(COMPLETE THE FOLLOWING):
**a)** In the centroid decomposition text, does the problem count ordered or unordered pairs?
**b)** Restate more briefly the paragraph of the centroid decomposition text that begins "Given a tree of N vertices," keeping its main facts.

(GIVEN TEXT):
+ + + + +

Industry interviews: near-zero.

When to Skip This Topic

Skip if any of these are true:

  • You are not training for ICPC or competitive contests
  • You haven’t done Lab 03 (HLD) — these are sibling techniques
  • You don’t have 2+ weeks for the implementation practice

Centroid decomposition has a high “first implementation” cost. Don’t attempt without serious tree-DP fluency.

Problem Statement

Count Paths in Tree with Length ≤ K.

Given a tree of N vertices, edge weights w_e, and integer K, count the number of unordered pairs (u, v) such that the sum of edge weights on the path from u to v is ≤ K.

Constraints

  • 1 ≤ N ≤ 5×10^4
  • 1 ≤ K ≤ 10^9
  • 1 ≤ w_e ≤ 10^4

Clarifying Questions

  1. Are weights positive? (Yes — required for the standard algorithm.)
  2. Count ordered or unordered pairs? (Unordered, exclude self-pairs.)
  3. Are edge weights integers? (Yes — convenient for sort/binary-search.)

Examples

Tree: 1-2 (w=2), 2-3 (w=1), 2-4 (w=3)
K = 4
Paths and lengths:
  (1,2): 2 ✓
  (1,3): 3 ✓
  (1,4): 5 ✗
  (2,3): 1 ✓
  (2,4): 3 ✓
  (3,4): 4 ✓
Answer: 5

Brute Force

For each unordered pair (u, v), compute path length (LCA + ancestor distances). O(N² log N).

For N = 5×10^4: 2.5×10^9 ops — TLE.

Brute Force Complexity

  • Time: O(N² log N) for path length per pair
  • Space: O(N) plus LCA tables

Optimization Path

Centroid decomposition shines for “paths through centroid” enumeration:

  • A path between u and v either passes through the centroid c or lies entirely in one subtree (after c is removed)
  • Paths through c: count by aggregating distances from c to every other vertex
  • Paths in subtrees: handled recursively

Per centroid:

  1. BFS from c, recording dist(c, v) for every v in c’s connected component
  2. Sort distances per subtree
  3. Count pairs (u, v) with dist(c, u) + dist(c, v) ≤ K using two pointers
  4. Subtract pairs where u and v are in the same subtree (they would have been counted as paths through some other centroid)

Final Expected Approach

def centroid_decompose(root, K):
    n = len(adj)

+ + + + +

(GIVEN DATA):
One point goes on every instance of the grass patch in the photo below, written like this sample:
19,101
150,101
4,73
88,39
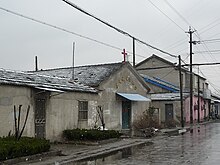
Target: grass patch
11,148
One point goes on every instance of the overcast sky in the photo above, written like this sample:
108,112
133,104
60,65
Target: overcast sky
161,23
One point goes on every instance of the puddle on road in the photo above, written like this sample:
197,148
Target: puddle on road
109,158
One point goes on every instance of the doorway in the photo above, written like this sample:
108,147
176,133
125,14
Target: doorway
126,114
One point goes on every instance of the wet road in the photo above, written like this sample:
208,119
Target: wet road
200,147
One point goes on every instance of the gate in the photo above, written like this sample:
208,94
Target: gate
126,114
40,116
168,112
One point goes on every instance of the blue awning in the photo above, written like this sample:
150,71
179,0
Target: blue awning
133,97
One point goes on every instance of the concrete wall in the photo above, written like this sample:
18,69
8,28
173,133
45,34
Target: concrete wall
168,74
203,109
10,96
123,81
161,106
62,113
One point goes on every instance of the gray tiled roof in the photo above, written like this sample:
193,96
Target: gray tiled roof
91,75
41,81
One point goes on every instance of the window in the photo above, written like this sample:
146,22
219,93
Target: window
83,110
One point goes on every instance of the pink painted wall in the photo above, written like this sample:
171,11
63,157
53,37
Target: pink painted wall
203,112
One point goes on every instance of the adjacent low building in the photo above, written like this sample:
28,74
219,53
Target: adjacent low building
59,101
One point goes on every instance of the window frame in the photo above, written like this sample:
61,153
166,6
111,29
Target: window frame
83,108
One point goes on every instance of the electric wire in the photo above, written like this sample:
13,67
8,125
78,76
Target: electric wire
166,15
171,6
117,29
60,28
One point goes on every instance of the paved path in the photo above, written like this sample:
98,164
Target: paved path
200,147
73,152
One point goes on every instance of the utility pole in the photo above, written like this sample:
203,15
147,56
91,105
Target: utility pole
125,55
73,61
133,52
198,99
36,64
191,76
181,92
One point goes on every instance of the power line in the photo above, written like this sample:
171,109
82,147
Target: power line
166,15
115,28
171,6
208,51
175,66
60,28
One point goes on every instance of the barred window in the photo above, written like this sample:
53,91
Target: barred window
83,110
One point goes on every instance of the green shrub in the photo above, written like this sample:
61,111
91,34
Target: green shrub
90,134
11,148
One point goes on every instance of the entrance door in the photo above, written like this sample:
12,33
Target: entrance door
126,114
40,117
168,112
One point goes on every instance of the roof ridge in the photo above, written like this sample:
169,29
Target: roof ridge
81,66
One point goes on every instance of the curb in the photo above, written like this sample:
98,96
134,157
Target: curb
99,152
30,157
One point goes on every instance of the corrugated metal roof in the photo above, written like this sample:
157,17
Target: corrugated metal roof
160,83
133,96
36,80
167,96
91,75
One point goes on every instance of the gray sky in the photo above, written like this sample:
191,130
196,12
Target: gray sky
21,39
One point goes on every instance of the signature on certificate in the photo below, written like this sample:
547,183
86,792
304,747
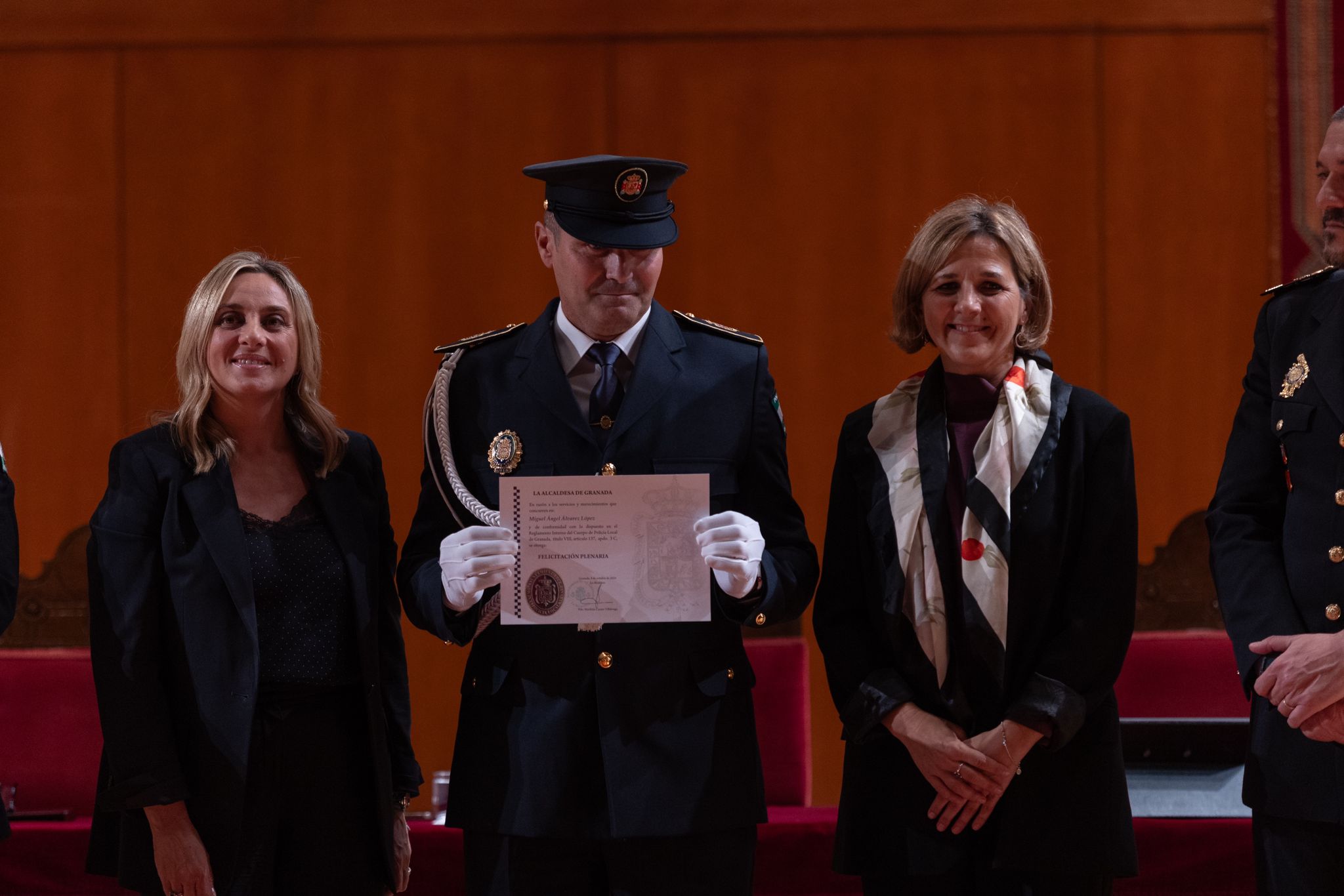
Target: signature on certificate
589,596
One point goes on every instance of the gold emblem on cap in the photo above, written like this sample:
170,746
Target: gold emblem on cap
1295,378
631,184
506,452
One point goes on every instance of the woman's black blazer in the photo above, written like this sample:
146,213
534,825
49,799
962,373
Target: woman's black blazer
1070,615
174,642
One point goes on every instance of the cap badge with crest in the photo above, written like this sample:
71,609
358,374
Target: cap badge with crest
629,184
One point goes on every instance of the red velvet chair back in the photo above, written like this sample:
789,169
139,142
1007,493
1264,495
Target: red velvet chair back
1181,675
49,729
784,718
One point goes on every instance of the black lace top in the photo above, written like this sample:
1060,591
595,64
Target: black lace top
305,622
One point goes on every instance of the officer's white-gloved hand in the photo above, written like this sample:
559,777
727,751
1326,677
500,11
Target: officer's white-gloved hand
473,559
732,546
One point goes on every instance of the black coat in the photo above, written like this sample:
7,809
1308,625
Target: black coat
1270,546
9,551
662,743
1070,615
9,575
175,655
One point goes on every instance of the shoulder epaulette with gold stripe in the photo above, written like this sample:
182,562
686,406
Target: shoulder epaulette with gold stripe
721,328
1305,278
480,338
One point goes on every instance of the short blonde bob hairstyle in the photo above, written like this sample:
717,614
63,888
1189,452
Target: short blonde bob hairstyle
197,430
938,237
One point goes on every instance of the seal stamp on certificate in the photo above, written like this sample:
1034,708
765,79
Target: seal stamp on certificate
545,592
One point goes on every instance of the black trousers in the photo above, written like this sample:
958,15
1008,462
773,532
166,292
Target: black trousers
1297,857
311,817
988,883
709,864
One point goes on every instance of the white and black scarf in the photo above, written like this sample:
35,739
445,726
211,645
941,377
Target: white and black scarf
1011,452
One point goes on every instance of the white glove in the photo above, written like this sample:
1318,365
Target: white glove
473,559
732,546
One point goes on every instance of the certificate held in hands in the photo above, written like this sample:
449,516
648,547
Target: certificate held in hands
600,550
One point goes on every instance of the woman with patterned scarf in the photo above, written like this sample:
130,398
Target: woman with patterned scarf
977,594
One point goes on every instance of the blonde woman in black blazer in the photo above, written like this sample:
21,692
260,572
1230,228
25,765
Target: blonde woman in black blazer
243,624
977,592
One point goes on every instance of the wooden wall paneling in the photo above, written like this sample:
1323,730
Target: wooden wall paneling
390,178
61,342
24,23
810,167
1187,250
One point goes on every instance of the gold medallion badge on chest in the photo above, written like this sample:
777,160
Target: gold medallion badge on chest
506,452
1295,378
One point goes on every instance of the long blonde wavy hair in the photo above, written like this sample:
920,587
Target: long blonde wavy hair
197,430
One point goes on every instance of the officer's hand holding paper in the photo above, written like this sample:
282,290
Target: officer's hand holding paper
598,550
473,559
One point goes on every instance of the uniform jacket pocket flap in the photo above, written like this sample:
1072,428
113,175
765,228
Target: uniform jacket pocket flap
486,680
1292,417
723,474
715,675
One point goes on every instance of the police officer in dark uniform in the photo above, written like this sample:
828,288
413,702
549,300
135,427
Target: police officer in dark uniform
1277,544
621,760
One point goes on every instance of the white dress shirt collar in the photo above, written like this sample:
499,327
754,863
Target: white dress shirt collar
572,344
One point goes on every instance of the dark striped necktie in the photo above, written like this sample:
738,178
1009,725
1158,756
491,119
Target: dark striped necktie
605,399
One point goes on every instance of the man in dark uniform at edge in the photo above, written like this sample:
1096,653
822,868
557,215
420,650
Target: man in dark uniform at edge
620,761
9,573
1277,550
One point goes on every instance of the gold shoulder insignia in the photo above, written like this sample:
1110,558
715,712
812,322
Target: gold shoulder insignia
721,328
480,338
1305,278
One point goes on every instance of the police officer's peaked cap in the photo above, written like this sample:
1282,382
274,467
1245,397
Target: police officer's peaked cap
620,202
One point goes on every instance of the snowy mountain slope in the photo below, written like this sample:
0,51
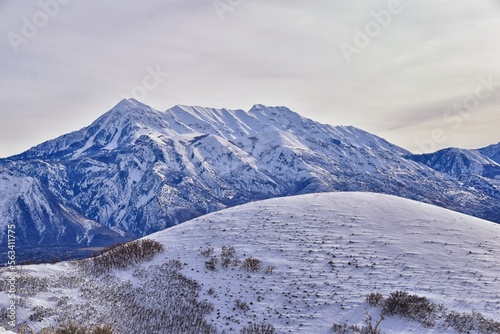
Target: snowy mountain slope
470,167
327,252
137,170
34,209
492,152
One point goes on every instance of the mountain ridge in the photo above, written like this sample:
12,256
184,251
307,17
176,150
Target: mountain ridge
137,170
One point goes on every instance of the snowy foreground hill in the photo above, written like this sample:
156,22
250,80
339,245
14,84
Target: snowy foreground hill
315,258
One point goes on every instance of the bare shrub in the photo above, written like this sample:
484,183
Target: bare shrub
262,328
251,264
40,313
410,306
270,270
228,256
240,304
108,329
368,327
469,322
70,328
207,252
211,264
374,298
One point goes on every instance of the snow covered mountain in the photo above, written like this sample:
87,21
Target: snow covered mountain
319,255
137,170
473,168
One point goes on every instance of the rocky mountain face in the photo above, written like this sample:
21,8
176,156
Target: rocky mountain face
137,170
475,169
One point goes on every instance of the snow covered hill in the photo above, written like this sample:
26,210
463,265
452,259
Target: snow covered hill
320,255
137,170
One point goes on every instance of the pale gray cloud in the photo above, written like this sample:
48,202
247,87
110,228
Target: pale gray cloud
89,54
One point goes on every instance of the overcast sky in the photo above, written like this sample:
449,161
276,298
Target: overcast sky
424,74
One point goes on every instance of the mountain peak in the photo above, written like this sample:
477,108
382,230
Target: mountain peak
130,104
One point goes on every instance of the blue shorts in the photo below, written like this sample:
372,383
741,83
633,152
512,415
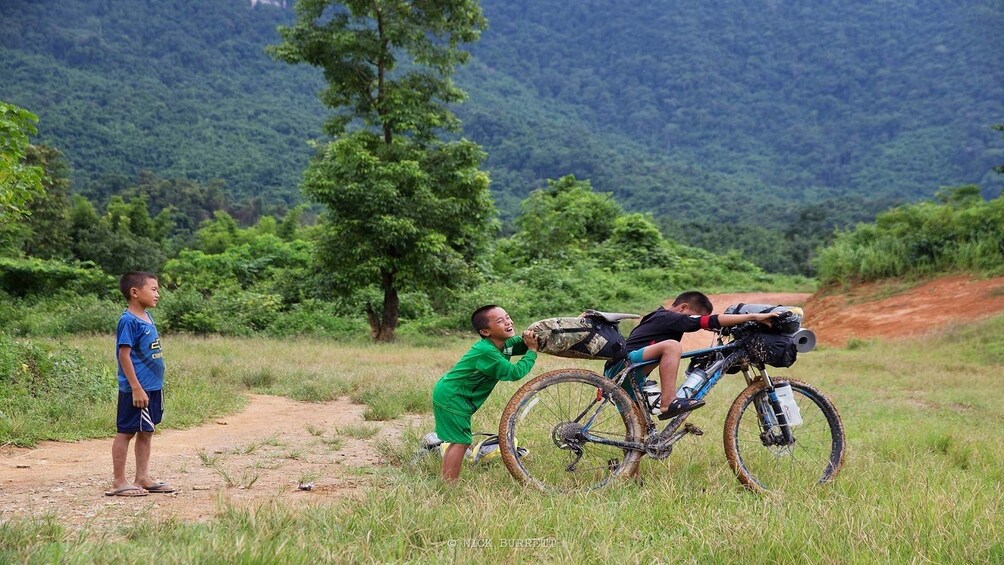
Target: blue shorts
639,373
132,419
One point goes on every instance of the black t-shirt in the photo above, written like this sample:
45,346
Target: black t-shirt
663,324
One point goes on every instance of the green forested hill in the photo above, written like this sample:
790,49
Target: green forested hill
782,113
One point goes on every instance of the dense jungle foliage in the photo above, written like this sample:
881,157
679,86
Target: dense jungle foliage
778,121
574,249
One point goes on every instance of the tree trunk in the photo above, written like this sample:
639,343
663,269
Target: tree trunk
384,324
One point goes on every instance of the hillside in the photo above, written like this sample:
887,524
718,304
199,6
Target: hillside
704,112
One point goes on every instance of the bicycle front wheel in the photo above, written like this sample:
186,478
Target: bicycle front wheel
765,458
552,431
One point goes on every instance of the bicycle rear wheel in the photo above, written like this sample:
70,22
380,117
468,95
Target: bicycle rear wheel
549,430
764,460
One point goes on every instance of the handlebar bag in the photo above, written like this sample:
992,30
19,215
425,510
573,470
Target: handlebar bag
583,337
774,349
789,320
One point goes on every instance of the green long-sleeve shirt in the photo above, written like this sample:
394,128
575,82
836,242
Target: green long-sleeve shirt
464,387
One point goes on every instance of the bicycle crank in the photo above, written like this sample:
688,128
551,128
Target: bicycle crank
657,447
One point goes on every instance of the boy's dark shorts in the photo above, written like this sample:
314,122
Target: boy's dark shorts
132,419
451,427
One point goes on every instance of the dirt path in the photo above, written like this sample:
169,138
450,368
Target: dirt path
261,453
264,452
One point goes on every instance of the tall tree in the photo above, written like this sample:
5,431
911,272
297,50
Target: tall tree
406,210
19,182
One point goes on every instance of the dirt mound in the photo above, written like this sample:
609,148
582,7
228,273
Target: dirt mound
892,310
885,310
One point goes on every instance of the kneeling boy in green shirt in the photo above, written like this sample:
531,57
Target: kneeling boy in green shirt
462,390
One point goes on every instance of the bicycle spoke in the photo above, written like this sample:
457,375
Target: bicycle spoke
554,424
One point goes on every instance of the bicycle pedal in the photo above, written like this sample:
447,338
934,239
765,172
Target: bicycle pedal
691,429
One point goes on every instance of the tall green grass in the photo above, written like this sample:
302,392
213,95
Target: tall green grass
922,481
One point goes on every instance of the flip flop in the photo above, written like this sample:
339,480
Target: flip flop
160,487
127,492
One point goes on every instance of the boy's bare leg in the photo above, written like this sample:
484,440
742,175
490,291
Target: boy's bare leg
143,446
119,451
453,460
668,352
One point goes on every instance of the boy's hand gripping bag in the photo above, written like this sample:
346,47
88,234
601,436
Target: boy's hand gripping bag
593,335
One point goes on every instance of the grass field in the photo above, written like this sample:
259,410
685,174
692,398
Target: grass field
922,482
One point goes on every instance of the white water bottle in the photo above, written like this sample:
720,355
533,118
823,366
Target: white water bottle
654,393
788,405
695,379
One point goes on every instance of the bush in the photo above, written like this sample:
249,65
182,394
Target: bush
39,277
47,393
961,234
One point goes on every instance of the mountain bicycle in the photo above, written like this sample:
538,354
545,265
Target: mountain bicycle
578,430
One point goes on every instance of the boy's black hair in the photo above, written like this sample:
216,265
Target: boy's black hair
696,300
135,279
479,319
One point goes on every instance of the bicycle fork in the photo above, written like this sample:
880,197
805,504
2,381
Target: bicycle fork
771,415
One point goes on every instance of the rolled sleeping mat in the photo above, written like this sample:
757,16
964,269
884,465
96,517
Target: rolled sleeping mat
804,340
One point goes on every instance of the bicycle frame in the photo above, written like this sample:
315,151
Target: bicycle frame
724,356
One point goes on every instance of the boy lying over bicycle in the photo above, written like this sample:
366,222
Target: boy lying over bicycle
658,336
462,390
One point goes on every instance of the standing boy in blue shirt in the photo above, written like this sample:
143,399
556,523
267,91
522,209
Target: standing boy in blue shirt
141,383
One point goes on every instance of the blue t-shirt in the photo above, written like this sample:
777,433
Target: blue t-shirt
148,359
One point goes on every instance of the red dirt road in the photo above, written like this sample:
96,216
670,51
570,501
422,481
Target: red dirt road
264,452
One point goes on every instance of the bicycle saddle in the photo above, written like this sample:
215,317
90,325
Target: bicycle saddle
611,317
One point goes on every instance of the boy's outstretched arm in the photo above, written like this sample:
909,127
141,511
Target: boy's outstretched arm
499,368
726,320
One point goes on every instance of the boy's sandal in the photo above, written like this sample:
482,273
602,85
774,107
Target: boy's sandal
160,487
131,491
678,407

+ + + + +

(SOLUTIONS TO EACH TASK):
**a)** Unordered pairs, with self-pairs excluded.

**b)** For a tree with N vertices, edge weights w_e, and an integer K, count the unordered pairs (u, v) whose path has a total edge weight of at most K.